Task input>
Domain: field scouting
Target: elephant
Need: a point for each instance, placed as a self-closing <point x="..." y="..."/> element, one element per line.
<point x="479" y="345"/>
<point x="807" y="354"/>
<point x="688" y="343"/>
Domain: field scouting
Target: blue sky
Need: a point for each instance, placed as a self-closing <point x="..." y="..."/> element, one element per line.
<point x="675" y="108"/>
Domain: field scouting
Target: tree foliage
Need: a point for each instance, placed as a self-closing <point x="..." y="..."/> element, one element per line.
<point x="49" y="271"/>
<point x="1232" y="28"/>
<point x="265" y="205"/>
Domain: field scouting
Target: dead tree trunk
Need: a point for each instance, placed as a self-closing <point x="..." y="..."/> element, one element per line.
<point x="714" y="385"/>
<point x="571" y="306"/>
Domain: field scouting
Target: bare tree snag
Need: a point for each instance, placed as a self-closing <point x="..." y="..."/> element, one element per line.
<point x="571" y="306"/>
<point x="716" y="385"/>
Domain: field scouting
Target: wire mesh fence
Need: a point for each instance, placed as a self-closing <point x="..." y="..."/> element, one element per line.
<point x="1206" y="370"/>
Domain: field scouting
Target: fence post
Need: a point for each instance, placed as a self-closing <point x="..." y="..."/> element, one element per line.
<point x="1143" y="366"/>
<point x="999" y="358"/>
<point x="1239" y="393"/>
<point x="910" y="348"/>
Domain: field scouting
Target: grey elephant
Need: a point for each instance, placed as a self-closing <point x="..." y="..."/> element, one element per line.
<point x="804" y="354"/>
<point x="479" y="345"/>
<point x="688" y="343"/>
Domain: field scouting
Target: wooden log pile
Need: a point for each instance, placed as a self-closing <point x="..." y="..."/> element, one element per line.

Job>
Reproduce all of the records above verbatim, line by line, without altering any character.

Exercise answer>
Domain: field scouting
Target: elephant
Need: a point for each instance, placed as a self-closing <point x="..." y="..."/> element, one element per line.
<point x="479" y="345"/>
<point x="807" y="354"/>
<point x="688" y="343"/>
Domain: field scouting
Target: blue sky
Need: a point for each instance, placed as a self-closing <point x="..." y="..."/> element, one element per line.
<point x="675" y="108"/>
Domain: field scouting
Target: tree foliage
Need: a point for each instance, placed as a self-closing <point x="..." y="..."/> element, one element per line.
<point x="49" y="271"/>
<point x="1232" y="28"/>
<point x="265" y="205"/>
Domain: field scouting
Target: dead tree trunk
Need: a point for each instance, placed as a self-closing <point x="..." y="..."/> element, one element per line.
<point x="714" y="385"/>
<point x="571" y="306"/>
Domain: field scouting
Target: bare tree snag
Need: a point for each instance, placed as a self-closing <point x="..." y="..."/> element, one element per line.
<point x="571" y="306"/>
<point x="716" y="385"/>
Domain: field scouting
Target: wire mesh fence
Need: a point for each instance, placed as a self-closing <point x="..." y="..."/> element, one element per line.
<point x="1206" y="370"/>
Domain: field scouting
Target: fence post
Need: a point for each instance, placed as a self-closing <point x="..." y="..."/> element, one element per line.
<point x="1143" y="366"/>
<point x="999" y="358"/>
<point x="1239" y="393"/>
<point x="910" y="348"/>
Domain: field scouting
Target: grey elephant
Need: a point for each instance, placed as a self-closing <point x="..." y="..."/> element, one element per line.
<point x="804" y="354"/>
<point x="479" y="345"/>
<point x="688" y="343"/>
Domain: field scouting
Target: wooden log pile
Need: a point for each instance, placed as a self-closing <point x="..." y="..."/> element, one element per line.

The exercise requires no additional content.